___ EXERCISE MATERIALS

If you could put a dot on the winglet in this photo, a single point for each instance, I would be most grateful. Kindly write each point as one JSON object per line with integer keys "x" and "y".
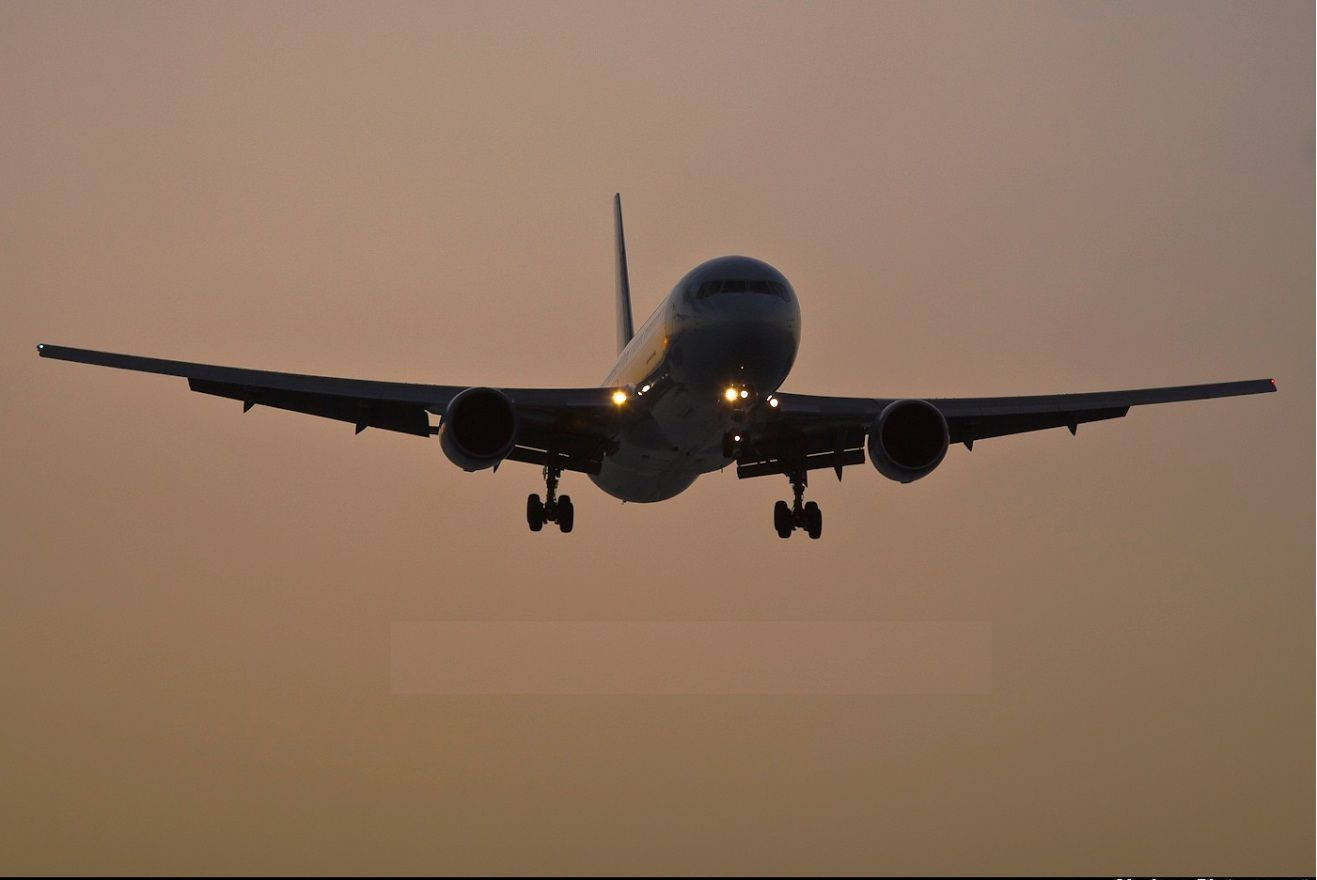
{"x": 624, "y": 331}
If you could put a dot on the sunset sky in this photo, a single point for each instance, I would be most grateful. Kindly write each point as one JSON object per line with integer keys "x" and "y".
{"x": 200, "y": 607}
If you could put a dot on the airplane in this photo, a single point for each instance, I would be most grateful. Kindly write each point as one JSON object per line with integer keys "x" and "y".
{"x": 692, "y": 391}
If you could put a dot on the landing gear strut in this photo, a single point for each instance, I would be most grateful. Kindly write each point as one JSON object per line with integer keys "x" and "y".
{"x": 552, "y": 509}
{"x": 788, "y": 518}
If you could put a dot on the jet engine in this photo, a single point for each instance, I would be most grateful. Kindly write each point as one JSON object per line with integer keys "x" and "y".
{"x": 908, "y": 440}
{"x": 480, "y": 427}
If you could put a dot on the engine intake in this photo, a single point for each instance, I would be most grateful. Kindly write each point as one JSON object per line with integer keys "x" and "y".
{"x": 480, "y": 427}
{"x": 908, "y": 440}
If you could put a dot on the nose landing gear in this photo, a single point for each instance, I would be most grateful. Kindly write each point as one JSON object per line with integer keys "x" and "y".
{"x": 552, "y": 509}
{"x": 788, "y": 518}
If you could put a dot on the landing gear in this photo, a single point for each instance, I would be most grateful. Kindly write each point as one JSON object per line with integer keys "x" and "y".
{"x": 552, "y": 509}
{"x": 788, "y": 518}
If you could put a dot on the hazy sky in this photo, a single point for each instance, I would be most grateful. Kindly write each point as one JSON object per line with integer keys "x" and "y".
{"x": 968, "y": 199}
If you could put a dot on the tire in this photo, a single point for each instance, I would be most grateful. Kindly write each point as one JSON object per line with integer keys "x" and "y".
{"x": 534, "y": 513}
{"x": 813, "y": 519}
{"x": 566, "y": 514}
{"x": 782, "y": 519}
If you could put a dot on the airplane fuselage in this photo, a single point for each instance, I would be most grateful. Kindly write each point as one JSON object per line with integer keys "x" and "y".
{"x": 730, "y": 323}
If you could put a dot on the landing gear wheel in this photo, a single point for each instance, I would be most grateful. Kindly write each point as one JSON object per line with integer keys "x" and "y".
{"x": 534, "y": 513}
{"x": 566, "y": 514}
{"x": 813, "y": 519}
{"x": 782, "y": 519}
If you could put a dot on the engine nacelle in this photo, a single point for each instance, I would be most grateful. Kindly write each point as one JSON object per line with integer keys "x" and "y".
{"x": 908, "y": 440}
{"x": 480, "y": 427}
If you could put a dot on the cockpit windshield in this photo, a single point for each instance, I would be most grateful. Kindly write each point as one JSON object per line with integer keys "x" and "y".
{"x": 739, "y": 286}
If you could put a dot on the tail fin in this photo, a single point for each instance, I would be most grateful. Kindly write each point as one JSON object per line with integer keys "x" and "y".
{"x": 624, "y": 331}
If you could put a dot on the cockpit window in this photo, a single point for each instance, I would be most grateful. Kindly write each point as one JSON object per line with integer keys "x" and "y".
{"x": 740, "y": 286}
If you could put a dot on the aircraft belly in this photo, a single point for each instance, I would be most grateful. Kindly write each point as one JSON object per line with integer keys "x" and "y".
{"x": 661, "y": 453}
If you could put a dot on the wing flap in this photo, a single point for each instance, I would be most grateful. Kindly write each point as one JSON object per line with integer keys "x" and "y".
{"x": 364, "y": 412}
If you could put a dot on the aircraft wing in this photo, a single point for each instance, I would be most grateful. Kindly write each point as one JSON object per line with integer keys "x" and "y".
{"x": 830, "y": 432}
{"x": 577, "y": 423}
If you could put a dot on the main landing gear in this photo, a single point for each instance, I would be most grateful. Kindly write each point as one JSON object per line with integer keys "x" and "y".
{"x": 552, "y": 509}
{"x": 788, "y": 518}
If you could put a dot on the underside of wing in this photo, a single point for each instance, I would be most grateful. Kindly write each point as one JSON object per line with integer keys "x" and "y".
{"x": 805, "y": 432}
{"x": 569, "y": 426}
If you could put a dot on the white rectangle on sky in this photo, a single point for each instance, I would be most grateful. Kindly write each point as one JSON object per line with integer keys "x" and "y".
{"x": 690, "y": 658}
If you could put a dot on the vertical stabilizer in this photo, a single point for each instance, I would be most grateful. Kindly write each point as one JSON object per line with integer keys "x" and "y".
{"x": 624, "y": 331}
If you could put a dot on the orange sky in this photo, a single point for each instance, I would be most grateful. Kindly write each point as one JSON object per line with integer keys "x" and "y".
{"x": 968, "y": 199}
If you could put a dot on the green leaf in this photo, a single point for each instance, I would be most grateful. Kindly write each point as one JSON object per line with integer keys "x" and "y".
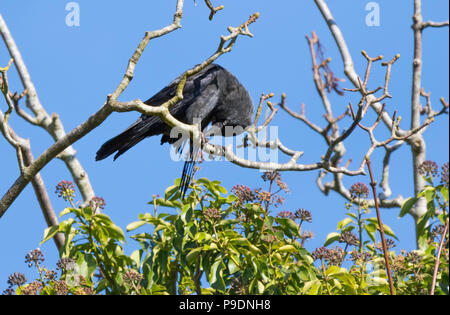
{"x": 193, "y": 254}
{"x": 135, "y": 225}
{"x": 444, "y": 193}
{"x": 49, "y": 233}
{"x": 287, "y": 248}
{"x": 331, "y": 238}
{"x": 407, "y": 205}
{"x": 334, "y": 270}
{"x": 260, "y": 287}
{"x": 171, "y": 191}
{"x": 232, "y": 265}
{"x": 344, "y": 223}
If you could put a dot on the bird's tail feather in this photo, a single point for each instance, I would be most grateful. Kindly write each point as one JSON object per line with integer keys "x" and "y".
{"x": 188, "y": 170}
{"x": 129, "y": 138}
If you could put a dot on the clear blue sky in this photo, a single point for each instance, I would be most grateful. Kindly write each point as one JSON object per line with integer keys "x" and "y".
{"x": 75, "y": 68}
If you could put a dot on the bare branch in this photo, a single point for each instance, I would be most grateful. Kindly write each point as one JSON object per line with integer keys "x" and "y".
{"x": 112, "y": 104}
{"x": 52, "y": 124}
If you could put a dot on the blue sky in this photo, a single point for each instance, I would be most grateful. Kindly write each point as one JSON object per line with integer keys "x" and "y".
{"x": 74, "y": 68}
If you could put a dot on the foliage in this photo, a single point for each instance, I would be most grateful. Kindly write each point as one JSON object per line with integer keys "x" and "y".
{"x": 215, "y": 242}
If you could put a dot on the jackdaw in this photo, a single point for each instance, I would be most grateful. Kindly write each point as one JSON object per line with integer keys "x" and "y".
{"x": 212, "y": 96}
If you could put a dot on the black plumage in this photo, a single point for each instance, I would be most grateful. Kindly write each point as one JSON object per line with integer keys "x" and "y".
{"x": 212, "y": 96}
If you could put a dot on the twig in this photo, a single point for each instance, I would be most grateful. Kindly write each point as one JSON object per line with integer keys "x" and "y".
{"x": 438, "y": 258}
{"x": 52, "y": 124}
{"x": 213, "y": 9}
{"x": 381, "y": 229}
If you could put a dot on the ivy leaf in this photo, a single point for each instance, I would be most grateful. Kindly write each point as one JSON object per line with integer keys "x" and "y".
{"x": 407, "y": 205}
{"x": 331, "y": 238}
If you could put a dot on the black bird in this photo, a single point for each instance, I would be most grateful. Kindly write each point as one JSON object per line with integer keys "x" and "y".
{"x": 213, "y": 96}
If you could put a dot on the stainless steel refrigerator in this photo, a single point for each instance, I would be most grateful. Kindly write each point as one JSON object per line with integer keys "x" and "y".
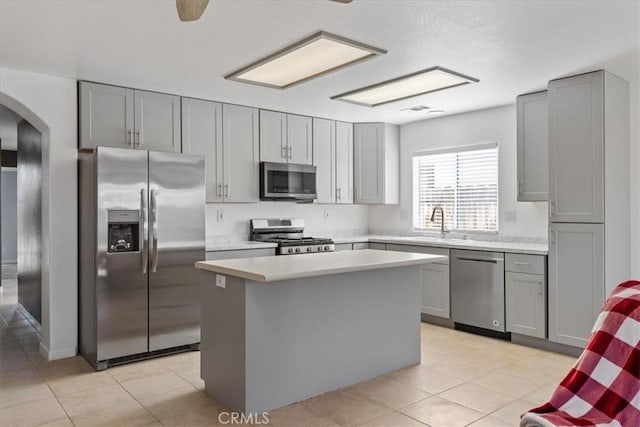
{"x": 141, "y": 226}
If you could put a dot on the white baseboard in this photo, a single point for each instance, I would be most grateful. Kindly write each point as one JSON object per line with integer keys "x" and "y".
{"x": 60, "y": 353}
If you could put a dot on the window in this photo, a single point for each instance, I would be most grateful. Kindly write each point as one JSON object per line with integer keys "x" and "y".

______

Could you quote every item above word for word, leaving out the pictures?

→ TASK ANSWER
If you could put a dot on the winglet in this photo, a single point for each instance, I would be most grateful. Kindly write each point as one JSON object per line with integer keys "x" and "y".
{"x": 624, "y": 331}
If you could put a dot on the sunset sky in this photo, a single point for each instance, I would be most grateful. Kindly write each point as one JSON object per line with integer keys "x" and "y".
{"x": 200, "y": 607}
If you could put a dot on the airplane in this photo, a single point for each instance, I would be most grateful. Kindly write each point as one JSON object per line with integer keys "x" and "y".
{"x": 692, "y": 391}
If you could put a dot on the landing gear strut in this photo, a single point for each instance, I would be most grateful. Kindly write each point as one JSON object per line with integer keys "x" and "y".
{"x": 552, "y": 509}
{"x": 788, "y": 518}
If you could put a dot on the jet engine in this photo, a single point for each instance, I would be most grateful. Kindly write each point as one JSON object per line with integer keys "x" and "y".
{"x": 908, "y": 440}
{"x": 480, "y": 427}
If you could put a dot on the engine intake in this photo, a single point for each instance, I would be most grateful. Kindly write each point as one JSON object per line with integer keys "x" and "y".
{"x": 480, "y": 427}
{"x": 908, "y": 440}
If you could put a dot on the nose landing gear in this photo, a single point for each instance, I would be most grateful. Kindly write each point as one JSON object per line with integer keys "x" and "y".
{"x": 552, "y": 509}
{"x": 788, "y": 518}
If you could put a dot on the landing gear in this photo, a single point for each instance, I would be most grateful. Kindly write each point as one JSON object per line with integer keys "x" and "y".
{"x": 552, "y": 509}
{"x": 788, "y": 518}
If you could put a dot on the hazy sky in this photo, a single point for each instance, I would be most grateful. Kindly write each point as one JSON object per line with integer keys "x" and "y".
{"x": 968, "y": 199}
If you could put a dot on the tire in this photo, a single point for each instance, I would be most grateful. Kindly write each point as one JSON object per line with integer keys "x" and "y".
{"x": 534, "y": 513}
{"x": 813, "y": 519}
{"x": 566, "y": 514}
{"x": 782, "y": 519}
If you could put a dot on the airplane fuselage in this photo, a single point for each instance, I would be most grateful. Kindly write each point as one JSON object per line with integer keys "x" and "y".
{"x": 730, "y": 323}
If you could put a dot on the landing gear wheel in this photo, a single point for each instance, I would be most grateful. Kindly write each point as one JSON object per line with integer keys "x" and "y".
{"x": 534, "y": 513}
{"x": 566, "y": 514}
{"x": 813, "y": 519}
{"x": 782, "y": 519}
If you could put a dot on the engine nacelle in this photo, a single point for each instance, I would be most grateful. Kindly write each point as one JSON object per line with integer keys "x" and "y".
{"x": 908, "y": 440}
{"x": 480, "y": 427}
If you could put a dot on the cockpit windshield in this photo, a single point for each instance, I would be most grateful. Kindly write each point as one JSON object per line with integer keys "x" and "y".
{"x": 739, "y": 286}
If you could put a dot on the tail fin in this photo, a single point for each instance, I would be most grateful. Kindly write each point as one JSON object per line with integer keys "x" and "y".
{"x": 624, "y": 331}
If you could put a dot on the cockpit window in this photo, a single point for each instance, I would be most grateful. Kindly write each point as one JSON object per line with integer keys "x" and "y".
{"x": 740, "y": 286}
If you could put a dot on the aircraft belly in this photo, a single point for each instance, I would be most grateful. Kindly write each point as one JSON object per line with integer keys "x" and "y".
{"x": 661, "y": 453}
If you could put a dot on the wing flap in this photo, a single point for each instance, I would be most grateful. Kindly write each point as one JSON object per line with integer keys "x" and "y".
{"x": 364, "y": 412}
If you could put a dot on the aircraft wing in this photo, a single point for each instance, I would be most grateful. Kindly write each point as one JSON object per line with integer keys "x" and "y".
{"x": 830, "y": 432}
{"x": 577, "y": 423}
If you could put a dot on the main landing gear in this photo, a single point for each instance, I would be most grateful. Kindly write each point as one JSON object per line with integer keys "x" and "y".
{"x": 552, "y": 509}
{"x": 788, "y": 518}
If you could put a dot on the underside of wing in this photo, a single point for each instance, I would be most grateful. Kindly write each point as one JSON object per line with integer keys "x" and "y".
{"x": 805, "y": 432}
{"x": 569, "y": 426}
If you could put a dot on the white rectangle on sky in this photo, a single point for each instance, I would be most grateful. Kindly write each point as one JSON object per line with integer keys "x" and "y".
{"x": 690, "y": 658}
If you could put a dot on the vertical stabilizer in this photo, a single point for each instance, I would be most grateful. Kindly write each point as one JSON object per line with integer keys "x" and "y".
{"x": 624, "y": 331}
If you could put a dot on the orange sky in this photo, a single point for each instance, I would be most grateful. Kindly write each point as one JSON object per line with integer keys "x" and "y".
{"x": 968, "y": 199}
If you could put a dot on the green leaf in this photo, a single point for each instance, I would be most grateful. Kindly write each point as one JSON object per line with integer keys "x" and "y".
{"x": 193, "y": 254}
{"x": 135, "y": 225}
{"x": 444, "y": 193}
{"x": 49, "y": 233}
{"x": 287, "y": 248}
{"x": 331, "y": 238}
{"x": 407, "y": 205}
{"x": 334, "y": 270}
{"x": 260, "y": 287}
{"x": 171, "y": 191}
{"x": 232, "y": 265}
{"x": 344, "y": 223}
If you could put a dot on the bird's tail feather in this photo, a single point for each instance, I would be most grateful. Kindly write each point as one JSON object per line with integer keys "x" and "y".
{"x": 188, "y": 170}
{"x": 129, "y": 138}
If you could put a dot on the clear blue sky in this photo, a single point for each instance, I would be most grateful. Kindly write each point as one JSON object per line with integer keys "x" and "y".
{"x": 75, "y": 68}
If you could put a dot on the bare branch in this photo, a single point for each instance, I would be most grateful. Kindly write each point as one JSON object per line with integer keys "x" and "y".
{"x": 112, "y": 104}
{"x": 52, "y": 124}
If you could put a dot on the blue sky in this photo, a single point for each instance, I would be most grateful. Kindly write each point as one JSON object per line with integer keys "x" and "y".
{"x": 74, "y": 68}
If you could put a dot on the foliage in this photo, a single point for each instance, I would be most grateful. Kindly write each point as one JSON object per line with integer keys "x" and "y".
{"x": 215, "y": 242}
If you could put a dot on the jackdaw in this photo, a single point for each instance, I would be most grateful. Kindly write each point as one JSON object per line with integer keys "x" and "y".
{"x": 212, "y": 96}
If you could put a dot on the black plumage in this photo, a single point for each instance, I would be most grateful. Kindly write each point as one JSON object per line with integer keys "x" and "y".
{"x": 212, "y": 96}
If you could put a dot on the twig in this photo, a single point for each instance, I would be most grateful. Kindly write each point as one JSON object per line with integer keys "x" and "y".
{"x": 438, "y": 258}
{"x": 52, "y": 124}
{"x": 213, "y": 9}
{"x": 381, "y": 229}
If you could put a dot on the ivy leaf in this photo, a single point for each instance, I would be most grateful. Kindly write each point as one JSON object per line with integer keys "x" and "y".
{"x": 407, "y": 205}
{"x": 331, "y": 238}
If you could put a dot on the black bird in this photo, a single point for each instance, I would be most grateful. Kindly write each point as one JSON object per line with integer keys "x" and "y".
{"x": 213, "y": 96}
If you could put a dot on the stainless steel refrigerator in this photo, a single point for each instance, I would be most grateful. Kindly write each point as one JSON object per line with integer keys "x" and "y".
{"x": 141, "y": 226}
If you could put a dot on the white baseboard in this photo, a single point for each instance, I would be most grateful. Kindly write each point as one JSON object per line with integer keys "x" and "y".
{"x": 60, "y": 353}
If you could put a dot on the window in this photo, a single point for each instance, I would be most grateful. Kindly write each point as one JSON object per line with integer keys "x" and "y".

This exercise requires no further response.